Kutipan Pilihan:
○ ○ ○ ○

Oleh:
Mishad
“Lega” Mungkin Itu sesuatu yang saya rasakan ketika
lolos dari pemeriksaan petugas imigran negeri Singapura. Dari dua kali saya dan
teman-teman masuk Singapura, mesti saja ada beberapa teman di antara rombongan
kami yang harus tertahan untuk diinterogasi di kantor imigrasi. Mungkin karena
mereka dicurigai terkait dengan suatu kejahatan, meskipun pada akhirnya lolos.
Memang, masuk ke negara Singapura terkesan lebih ketat dari pada masuk negara
Malaysia apalagi masuk ke negara Indonesia. Selain ada teman yang tertahan
sementara di kantor imigran ada juga tas koper bawaan teman kami yang dijebol
karena dianggap membawa benda-benda yang mencurigakan, walaupun ternyata hanya karena
ditemukan parfum cair bervolume 110 ml atau lebih 10 ml dari batas yang
ditentukan, yaitu 100 ml.
Saya akui, negara Singapura memiliki
kelebihan dari segi infra struktur atau fasilitas umum yang serba teratur dan
bersih. Di antaranya jalan-jalan yang lebar dan tidak macet. Kendaraan umum,
terutama MRT yang cukup tersedia dan nyaman. Tata ruang dan kebersihan kota yang
sesuai dan selalu terjaga. Semua itu disebabkan oleh kesadaran warga Singapura yang tinggi dan
ditunjang oleh sangsi denda yang besar jika
mereka melanggar.

○ ○ ○ ○

Baris Data:

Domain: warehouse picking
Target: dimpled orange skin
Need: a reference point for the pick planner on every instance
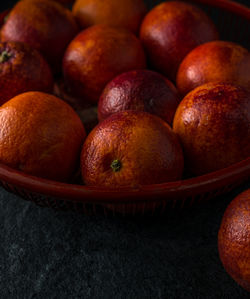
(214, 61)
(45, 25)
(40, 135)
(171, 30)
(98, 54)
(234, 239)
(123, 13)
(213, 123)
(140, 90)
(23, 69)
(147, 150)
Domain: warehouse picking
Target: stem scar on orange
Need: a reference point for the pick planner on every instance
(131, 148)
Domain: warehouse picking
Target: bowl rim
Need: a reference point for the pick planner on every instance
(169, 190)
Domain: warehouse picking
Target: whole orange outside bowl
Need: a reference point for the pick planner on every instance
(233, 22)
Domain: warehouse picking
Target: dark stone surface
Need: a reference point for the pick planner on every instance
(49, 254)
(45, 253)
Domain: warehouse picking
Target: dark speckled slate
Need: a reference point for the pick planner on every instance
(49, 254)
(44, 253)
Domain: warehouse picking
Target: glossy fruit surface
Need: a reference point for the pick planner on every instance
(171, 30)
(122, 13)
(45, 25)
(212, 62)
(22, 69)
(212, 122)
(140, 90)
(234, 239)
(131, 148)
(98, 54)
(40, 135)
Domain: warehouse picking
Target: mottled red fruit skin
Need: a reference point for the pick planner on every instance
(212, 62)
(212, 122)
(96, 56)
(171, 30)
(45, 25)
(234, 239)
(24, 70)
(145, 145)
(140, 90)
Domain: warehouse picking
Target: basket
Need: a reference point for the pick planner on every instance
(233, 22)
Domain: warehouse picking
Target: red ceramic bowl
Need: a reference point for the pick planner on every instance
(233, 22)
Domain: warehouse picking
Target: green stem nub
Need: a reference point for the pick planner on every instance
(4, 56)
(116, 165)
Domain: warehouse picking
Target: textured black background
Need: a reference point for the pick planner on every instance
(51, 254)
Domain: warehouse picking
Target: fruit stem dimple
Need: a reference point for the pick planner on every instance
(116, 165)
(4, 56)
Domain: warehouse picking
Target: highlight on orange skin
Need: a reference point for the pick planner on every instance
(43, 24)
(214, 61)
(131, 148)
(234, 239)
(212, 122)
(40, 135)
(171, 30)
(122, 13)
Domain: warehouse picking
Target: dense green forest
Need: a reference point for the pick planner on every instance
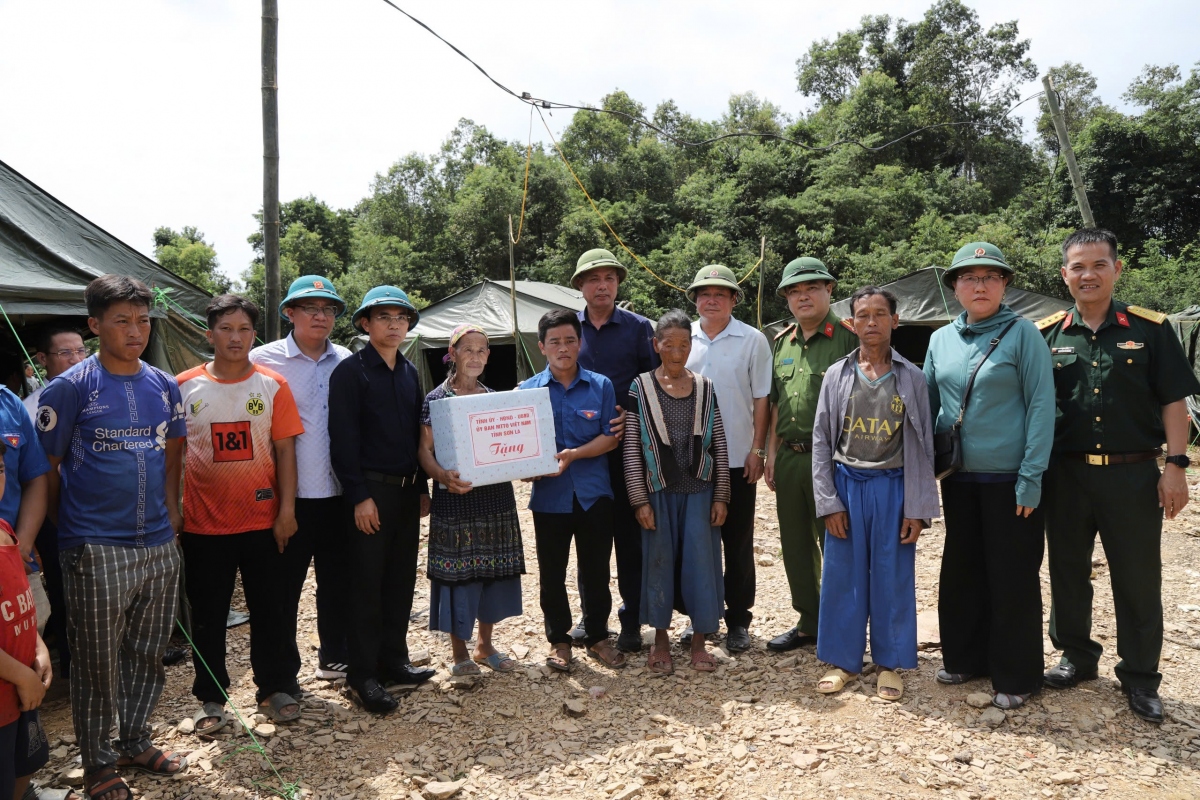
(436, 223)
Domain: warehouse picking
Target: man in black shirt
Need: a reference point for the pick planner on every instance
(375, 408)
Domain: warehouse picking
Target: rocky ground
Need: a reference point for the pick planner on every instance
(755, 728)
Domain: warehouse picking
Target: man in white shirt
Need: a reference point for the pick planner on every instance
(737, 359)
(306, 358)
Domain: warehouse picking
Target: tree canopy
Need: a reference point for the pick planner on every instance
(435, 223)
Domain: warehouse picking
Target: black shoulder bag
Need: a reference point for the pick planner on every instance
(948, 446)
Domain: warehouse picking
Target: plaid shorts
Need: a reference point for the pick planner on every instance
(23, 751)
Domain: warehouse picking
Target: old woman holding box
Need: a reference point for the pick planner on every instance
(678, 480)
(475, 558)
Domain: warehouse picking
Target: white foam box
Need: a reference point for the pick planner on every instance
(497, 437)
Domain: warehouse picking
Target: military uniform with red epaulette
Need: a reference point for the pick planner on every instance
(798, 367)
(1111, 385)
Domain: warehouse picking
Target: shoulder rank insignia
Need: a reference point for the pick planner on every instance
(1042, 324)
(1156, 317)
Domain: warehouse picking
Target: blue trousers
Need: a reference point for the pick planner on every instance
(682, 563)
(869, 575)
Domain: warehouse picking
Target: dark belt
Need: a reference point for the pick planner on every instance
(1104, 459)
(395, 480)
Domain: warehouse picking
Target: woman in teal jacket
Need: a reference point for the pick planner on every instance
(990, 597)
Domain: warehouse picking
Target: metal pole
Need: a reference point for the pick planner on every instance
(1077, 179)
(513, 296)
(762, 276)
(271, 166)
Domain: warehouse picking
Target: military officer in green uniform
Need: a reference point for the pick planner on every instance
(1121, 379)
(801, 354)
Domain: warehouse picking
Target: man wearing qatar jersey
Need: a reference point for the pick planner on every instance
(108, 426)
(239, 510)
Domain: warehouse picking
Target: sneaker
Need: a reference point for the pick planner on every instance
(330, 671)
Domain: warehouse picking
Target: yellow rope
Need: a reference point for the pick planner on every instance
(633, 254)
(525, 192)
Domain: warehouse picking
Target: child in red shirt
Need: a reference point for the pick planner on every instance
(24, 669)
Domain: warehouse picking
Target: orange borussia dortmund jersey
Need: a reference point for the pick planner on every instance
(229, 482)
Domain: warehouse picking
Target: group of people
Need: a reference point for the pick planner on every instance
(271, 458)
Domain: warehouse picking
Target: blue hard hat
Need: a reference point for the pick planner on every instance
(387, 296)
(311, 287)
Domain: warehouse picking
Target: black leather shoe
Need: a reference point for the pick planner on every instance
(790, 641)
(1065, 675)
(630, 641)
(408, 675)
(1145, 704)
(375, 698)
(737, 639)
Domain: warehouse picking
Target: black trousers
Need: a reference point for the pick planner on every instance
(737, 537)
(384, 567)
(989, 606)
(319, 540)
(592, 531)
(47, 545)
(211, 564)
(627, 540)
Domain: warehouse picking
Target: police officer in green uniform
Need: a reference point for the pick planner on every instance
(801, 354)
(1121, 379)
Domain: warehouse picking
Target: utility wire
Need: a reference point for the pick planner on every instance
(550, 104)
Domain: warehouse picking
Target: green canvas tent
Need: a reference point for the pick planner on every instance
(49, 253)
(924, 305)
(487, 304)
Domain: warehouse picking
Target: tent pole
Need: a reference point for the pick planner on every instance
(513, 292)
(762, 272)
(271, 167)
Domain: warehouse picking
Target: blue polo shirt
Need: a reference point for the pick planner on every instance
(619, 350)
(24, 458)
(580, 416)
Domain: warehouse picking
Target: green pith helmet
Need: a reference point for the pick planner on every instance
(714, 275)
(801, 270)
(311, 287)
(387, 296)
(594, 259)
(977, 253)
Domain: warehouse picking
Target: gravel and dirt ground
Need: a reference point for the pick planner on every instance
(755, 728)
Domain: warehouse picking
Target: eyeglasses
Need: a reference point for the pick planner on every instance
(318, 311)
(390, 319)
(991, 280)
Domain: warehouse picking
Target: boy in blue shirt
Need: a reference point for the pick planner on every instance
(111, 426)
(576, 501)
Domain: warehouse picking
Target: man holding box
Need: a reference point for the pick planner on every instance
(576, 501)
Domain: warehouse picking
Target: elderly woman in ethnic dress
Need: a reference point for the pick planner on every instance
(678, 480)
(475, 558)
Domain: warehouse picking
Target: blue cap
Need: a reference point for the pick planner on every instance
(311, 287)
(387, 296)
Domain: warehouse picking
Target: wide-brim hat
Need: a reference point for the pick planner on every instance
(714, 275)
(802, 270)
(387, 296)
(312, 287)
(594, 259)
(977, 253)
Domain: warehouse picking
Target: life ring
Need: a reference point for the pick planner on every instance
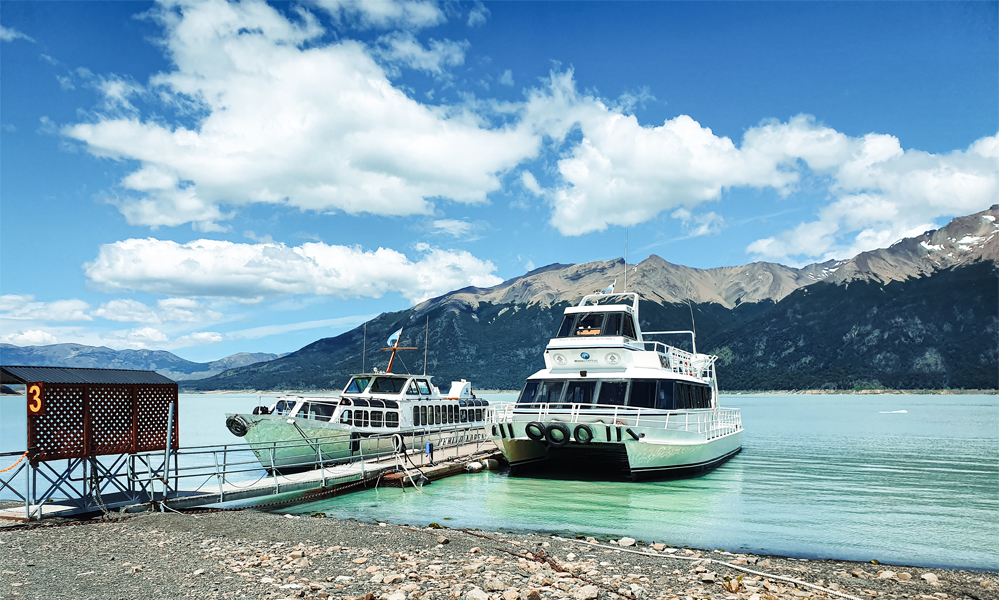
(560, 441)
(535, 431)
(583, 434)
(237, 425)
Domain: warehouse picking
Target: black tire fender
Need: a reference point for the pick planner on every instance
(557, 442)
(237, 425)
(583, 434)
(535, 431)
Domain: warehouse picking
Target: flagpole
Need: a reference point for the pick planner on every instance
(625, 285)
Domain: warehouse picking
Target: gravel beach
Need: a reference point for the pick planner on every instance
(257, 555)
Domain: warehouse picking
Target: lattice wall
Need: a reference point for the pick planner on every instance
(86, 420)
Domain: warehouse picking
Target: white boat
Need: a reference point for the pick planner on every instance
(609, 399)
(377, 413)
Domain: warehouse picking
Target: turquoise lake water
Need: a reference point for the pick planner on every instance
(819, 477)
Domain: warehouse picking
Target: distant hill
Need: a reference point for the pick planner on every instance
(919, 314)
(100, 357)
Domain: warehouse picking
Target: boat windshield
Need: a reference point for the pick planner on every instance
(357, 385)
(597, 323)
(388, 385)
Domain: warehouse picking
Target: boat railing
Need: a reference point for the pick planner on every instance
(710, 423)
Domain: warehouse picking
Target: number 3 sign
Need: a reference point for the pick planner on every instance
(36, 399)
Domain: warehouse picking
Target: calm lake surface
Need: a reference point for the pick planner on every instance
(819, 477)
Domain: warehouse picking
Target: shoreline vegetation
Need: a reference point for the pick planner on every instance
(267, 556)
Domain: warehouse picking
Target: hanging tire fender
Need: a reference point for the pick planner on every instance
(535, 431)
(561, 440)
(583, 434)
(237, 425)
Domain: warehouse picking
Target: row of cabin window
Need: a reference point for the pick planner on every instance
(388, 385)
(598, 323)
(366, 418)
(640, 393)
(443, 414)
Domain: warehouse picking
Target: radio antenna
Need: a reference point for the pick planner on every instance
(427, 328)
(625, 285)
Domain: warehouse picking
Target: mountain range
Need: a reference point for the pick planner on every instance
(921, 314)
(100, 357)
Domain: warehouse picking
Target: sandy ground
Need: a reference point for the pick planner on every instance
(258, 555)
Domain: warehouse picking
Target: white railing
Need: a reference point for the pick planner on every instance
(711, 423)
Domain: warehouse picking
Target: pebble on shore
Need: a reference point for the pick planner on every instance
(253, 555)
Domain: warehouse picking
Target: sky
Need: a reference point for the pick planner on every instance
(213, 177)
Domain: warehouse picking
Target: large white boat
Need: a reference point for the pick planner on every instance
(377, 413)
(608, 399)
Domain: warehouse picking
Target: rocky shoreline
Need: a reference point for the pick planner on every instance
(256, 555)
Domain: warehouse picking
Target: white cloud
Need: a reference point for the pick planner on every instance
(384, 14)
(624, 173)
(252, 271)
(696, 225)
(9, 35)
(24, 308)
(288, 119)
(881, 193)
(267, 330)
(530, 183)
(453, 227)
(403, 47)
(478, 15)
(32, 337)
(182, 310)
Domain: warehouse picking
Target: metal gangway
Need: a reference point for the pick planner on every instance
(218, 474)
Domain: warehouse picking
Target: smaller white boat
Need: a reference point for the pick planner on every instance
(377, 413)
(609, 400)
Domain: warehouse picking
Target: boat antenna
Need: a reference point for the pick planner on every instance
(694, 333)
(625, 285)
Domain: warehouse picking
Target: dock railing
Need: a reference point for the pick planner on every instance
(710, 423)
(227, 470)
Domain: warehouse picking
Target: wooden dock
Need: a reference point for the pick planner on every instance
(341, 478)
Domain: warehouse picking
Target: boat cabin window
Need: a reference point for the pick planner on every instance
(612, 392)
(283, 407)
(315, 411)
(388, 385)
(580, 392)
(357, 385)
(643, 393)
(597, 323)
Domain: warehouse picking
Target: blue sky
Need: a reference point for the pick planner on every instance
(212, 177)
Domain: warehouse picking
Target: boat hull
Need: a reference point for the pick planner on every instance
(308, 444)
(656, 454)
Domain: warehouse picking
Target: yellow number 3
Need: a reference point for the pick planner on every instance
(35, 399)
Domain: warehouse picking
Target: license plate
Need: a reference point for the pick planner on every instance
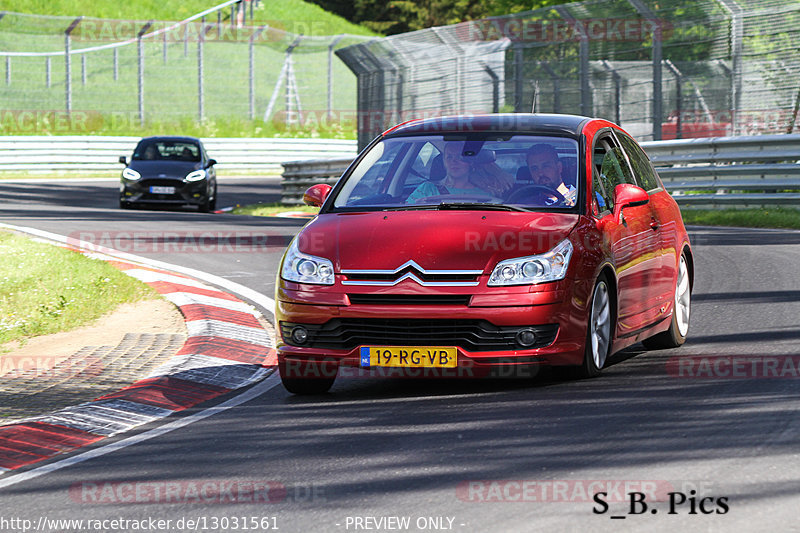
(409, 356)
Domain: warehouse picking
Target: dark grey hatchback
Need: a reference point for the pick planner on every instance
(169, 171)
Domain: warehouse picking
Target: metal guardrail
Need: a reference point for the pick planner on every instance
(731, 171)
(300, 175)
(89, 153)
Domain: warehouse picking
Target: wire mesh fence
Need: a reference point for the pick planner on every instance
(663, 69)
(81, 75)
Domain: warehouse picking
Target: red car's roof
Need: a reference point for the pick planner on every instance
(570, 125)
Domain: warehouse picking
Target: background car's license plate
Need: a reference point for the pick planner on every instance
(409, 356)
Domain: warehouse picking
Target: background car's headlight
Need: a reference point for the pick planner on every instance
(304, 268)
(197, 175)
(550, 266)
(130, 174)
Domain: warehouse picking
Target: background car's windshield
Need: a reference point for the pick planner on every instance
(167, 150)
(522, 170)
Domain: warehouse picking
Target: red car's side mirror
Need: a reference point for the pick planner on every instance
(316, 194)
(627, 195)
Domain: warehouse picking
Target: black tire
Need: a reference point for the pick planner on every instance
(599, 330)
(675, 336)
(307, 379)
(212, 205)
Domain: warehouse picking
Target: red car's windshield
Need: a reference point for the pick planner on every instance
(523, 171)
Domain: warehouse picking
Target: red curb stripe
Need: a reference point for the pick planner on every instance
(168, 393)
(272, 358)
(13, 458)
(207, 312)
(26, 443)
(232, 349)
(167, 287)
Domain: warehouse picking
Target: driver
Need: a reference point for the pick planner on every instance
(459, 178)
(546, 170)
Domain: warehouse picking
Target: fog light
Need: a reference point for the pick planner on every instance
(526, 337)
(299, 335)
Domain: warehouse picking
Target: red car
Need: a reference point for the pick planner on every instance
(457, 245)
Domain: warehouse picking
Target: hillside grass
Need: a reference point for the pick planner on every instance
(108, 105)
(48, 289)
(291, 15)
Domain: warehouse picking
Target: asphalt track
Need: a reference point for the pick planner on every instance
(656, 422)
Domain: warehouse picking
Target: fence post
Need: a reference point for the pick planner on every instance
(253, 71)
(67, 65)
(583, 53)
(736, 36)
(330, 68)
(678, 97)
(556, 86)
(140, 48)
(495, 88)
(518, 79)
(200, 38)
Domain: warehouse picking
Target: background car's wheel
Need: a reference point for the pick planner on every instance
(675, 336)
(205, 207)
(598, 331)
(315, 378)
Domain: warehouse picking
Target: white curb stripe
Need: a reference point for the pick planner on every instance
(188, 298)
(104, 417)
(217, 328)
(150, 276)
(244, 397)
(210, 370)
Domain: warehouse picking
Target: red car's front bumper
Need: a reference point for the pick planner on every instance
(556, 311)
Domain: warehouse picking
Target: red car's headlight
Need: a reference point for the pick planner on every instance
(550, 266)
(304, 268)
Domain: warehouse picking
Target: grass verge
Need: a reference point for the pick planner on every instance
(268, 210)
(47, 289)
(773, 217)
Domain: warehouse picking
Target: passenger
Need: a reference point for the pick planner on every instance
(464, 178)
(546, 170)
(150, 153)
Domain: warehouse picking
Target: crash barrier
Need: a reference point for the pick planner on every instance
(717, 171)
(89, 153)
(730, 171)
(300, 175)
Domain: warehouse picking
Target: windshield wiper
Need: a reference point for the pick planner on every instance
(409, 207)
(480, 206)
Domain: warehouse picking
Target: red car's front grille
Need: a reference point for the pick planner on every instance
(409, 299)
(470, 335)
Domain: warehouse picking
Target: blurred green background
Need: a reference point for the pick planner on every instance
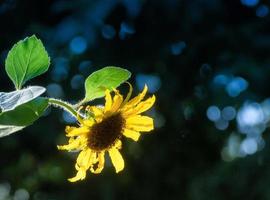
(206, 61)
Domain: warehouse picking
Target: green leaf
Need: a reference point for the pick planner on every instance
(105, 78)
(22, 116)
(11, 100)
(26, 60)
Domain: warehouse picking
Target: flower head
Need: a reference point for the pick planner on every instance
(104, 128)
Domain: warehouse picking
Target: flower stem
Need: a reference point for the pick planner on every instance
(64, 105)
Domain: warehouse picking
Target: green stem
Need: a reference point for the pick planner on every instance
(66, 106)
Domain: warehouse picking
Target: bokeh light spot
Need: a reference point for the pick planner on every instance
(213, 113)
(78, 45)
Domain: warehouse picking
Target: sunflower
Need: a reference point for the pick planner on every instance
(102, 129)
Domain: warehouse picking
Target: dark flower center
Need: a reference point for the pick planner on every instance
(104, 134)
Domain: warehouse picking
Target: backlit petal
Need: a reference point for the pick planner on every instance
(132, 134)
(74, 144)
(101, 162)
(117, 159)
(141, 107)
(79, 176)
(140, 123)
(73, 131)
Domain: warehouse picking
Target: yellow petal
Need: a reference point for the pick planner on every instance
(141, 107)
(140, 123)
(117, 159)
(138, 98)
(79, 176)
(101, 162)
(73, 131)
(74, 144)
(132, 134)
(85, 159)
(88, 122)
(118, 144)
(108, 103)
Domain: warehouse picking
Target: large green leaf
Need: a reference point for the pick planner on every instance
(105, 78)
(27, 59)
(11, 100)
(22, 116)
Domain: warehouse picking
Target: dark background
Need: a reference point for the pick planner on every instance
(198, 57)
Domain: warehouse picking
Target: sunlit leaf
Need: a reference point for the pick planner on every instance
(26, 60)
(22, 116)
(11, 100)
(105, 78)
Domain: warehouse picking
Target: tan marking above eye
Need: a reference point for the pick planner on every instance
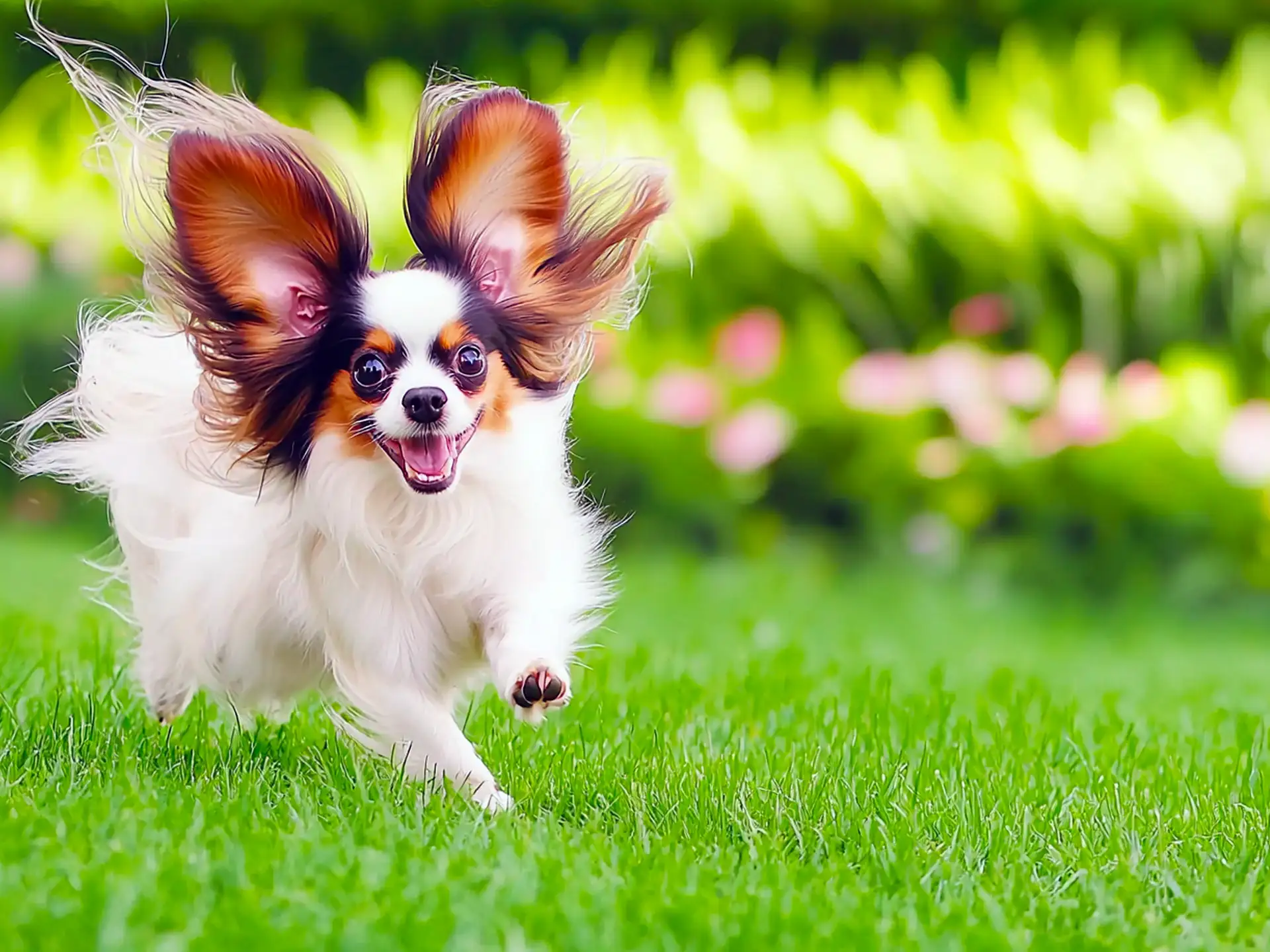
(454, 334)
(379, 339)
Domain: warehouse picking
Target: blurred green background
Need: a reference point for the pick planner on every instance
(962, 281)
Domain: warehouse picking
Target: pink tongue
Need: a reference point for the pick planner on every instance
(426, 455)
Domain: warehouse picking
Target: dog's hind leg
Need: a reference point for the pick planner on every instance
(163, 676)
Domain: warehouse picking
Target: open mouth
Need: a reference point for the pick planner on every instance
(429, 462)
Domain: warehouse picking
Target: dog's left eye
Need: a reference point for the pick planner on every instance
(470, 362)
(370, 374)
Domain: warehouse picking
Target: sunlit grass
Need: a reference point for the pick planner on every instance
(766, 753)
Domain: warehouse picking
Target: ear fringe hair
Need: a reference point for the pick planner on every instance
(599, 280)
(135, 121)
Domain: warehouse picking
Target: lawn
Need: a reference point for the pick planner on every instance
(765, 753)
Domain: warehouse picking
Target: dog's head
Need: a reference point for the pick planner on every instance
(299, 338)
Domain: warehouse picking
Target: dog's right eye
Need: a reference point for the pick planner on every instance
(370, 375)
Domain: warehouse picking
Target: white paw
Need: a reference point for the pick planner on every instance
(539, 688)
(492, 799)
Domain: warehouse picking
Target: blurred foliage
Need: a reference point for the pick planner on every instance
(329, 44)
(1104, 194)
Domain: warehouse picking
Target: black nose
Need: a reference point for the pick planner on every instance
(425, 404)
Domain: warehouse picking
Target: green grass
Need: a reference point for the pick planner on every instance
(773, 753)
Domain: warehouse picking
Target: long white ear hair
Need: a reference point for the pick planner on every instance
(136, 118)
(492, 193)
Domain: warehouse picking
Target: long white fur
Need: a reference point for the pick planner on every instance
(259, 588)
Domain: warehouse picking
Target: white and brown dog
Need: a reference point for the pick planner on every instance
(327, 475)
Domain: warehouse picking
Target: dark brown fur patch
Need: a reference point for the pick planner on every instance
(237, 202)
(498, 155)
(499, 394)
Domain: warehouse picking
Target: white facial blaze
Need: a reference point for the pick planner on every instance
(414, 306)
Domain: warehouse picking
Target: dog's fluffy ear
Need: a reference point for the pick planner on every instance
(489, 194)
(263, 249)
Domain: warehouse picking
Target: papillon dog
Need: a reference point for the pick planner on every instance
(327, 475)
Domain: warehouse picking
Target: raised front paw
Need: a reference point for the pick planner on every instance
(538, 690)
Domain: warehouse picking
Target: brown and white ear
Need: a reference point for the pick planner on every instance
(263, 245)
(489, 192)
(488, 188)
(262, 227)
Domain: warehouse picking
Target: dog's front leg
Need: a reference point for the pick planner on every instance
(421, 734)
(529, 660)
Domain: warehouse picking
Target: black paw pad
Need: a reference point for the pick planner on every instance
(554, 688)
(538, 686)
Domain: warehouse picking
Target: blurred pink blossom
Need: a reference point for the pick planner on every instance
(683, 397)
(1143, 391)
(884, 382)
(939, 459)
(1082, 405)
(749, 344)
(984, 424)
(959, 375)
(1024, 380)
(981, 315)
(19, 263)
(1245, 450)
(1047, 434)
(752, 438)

○ ○ ○ ○

Soal Latihan:
(1) Sebutkan semua contoh kelebihan fasilitas umum Singapura yang disebut dalam tulisan tentang Singapura.
(2) Tuliskan lanjutan tulisan tentang Singapura itu, dimulai tepat sesudah kalimat terakhirnya.

Kunci Jawaban:
(1)
- Jalan-jalan yang lebar dan tidak macet
- Kendaraan umum, terutama MRT, yang cukup tersedia dan nyaman
- Tata ruang dan kebersihan kota yang sesuai dan selalu terjaga

(2)
Tapi sesuatu yang kurang juga amat
saya rasakan di negeri Singa ini, yaitu saya
merasakan monoton, bosan dan kaku. Entah sepertinya kotanya tidak dinamis. Tapi
saya juga tidak bisa mendiskripsikan dengan jelas kekurangan tersebut. Belum
lagi budaya “glamour” dan “nudies” mereka. Jangan heran kalau di
jalan-jalan Singapura kita menjumpai wanita-wanitanya yang hanya bercelana
pendek dan ber-singlet saja. Saya juga
merasakan sebagian besar penduduknya berprinsip aku adalah aku dan kamu adalah
kamu, artinya mereka sangat individualis. Yang membuat tidak betah lagi adalah
melihat penduduk di sana yang rata-rata tinggal di apartemen/rumah susun yang
tidak mempunyai halaman dan tempat bermain yang lapang.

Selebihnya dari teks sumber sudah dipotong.